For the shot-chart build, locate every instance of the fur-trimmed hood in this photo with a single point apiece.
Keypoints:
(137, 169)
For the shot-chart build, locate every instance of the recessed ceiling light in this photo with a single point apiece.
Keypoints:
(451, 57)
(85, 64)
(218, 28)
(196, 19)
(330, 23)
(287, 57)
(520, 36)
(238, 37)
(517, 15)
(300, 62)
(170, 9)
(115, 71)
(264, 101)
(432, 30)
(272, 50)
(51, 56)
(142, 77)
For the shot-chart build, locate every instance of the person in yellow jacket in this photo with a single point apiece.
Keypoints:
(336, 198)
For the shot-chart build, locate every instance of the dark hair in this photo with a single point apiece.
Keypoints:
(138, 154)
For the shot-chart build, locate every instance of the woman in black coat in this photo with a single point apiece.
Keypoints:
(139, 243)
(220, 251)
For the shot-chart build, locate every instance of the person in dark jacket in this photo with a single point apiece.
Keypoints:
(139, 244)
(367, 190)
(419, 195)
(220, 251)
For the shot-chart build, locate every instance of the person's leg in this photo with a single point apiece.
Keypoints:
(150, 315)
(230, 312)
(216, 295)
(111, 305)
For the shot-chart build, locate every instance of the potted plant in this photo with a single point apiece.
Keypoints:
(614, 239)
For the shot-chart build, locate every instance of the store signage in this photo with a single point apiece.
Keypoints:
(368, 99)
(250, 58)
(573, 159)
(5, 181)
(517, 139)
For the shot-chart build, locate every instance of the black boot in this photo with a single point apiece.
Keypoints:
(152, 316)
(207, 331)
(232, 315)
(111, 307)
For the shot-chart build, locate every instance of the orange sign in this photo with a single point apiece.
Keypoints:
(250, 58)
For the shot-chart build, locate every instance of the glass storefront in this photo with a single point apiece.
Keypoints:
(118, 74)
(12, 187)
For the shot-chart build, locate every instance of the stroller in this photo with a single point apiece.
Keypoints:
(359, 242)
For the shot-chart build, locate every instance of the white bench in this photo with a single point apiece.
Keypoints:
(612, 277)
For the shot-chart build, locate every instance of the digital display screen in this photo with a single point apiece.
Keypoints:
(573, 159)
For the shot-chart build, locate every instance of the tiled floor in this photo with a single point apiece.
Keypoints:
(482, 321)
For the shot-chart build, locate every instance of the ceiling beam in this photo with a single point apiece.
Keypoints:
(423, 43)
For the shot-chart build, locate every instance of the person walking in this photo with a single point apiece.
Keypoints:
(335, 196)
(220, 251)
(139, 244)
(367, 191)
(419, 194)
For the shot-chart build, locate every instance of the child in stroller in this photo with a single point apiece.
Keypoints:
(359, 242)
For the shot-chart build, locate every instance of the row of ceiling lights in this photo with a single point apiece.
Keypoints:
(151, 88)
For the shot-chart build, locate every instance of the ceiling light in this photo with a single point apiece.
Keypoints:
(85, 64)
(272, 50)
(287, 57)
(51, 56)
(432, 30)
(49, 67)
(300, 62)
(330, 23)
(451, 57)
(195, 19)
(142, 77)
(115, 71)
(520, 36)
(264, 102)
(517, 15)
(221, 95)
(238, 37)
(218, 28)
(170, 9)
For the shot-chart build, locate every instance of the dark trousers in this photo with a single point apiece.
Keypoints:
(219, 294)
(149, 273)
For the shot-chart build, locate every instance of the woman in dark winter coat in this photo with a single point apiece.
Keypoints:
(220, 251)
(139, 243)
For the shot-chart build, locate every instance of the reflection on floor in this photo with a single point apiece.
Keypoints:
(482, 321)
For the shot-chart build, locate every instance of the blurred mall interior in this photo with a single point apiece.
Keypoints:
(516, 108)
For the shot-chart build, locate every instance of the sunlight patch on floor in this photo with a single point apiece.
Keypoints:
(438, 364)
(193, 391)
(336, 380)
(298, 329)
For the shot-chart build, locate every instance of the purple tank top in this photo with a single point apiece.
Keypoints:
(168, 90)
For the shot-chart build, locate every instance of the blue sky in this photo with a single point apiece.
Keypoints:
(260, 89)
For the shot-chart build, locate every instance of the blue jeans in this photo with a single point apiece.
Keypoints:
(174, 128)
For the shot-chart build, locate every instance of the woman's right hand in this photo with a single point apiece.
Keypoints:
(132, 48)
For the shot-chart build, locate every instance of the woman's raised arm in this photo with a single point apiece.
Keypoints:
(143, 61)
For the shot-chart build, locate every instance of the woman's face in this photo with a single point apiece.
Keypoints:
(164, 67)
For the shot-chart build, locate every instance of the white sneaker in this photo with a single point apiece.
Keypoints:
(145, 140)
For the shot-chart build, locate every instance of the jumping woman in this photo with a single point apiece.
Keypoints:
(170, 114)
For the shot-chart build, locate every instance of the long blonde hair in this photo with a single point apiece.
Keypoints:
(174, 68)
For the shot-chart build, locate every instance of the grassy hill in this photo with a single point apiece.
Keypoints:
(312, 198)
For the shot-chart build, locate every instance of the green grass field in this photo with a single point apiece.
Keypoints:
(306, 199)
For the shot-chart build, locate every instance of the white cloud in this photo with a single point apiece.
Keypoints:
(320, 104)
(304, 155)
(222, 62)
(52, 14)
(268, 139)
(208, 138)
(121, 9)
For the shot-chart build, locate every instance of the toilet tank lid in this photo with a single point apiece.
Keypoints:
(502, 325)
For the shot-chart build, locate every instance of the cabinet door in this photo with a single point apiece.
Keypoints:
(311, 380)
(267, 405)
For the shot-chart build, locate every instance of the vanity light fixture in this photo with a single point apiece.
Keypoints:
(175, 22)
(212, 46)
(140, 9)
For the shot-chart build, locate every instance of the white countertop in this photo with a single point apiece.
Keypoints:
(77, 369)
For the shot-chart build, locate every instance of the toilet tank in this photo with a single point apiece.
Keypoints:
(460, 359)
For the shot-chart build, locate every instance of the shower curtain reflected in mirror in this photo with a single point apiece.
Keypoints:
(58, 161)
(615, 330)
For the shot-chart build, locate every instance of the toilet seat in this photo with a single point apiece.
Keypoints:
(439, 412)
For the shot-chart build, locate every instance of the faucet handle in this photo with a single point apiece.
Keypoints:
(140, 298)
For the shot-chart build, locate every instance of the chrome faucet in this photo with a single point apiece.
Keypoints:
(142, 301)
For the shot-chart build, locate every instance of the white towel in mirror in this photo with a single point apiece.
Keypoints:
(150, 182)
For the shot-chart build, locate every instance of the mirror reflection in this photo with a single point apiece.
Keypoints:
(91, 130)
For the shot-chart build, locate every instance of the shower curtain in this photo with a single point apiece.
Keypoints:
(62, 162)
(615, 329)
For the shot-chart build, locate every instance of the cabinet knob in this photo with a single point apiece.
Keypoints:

· · · ·

YOUR GOAL: Every line containing the word "faucet" must be copied from the material above.

RESULT OF THE EXERCISE:
For the shot-chart build, locate every instance of the faucet handle in this photo with a single point apiece.
For the shot-chart build, locate every instance of the chrome faucet in this photo with a single point apiece.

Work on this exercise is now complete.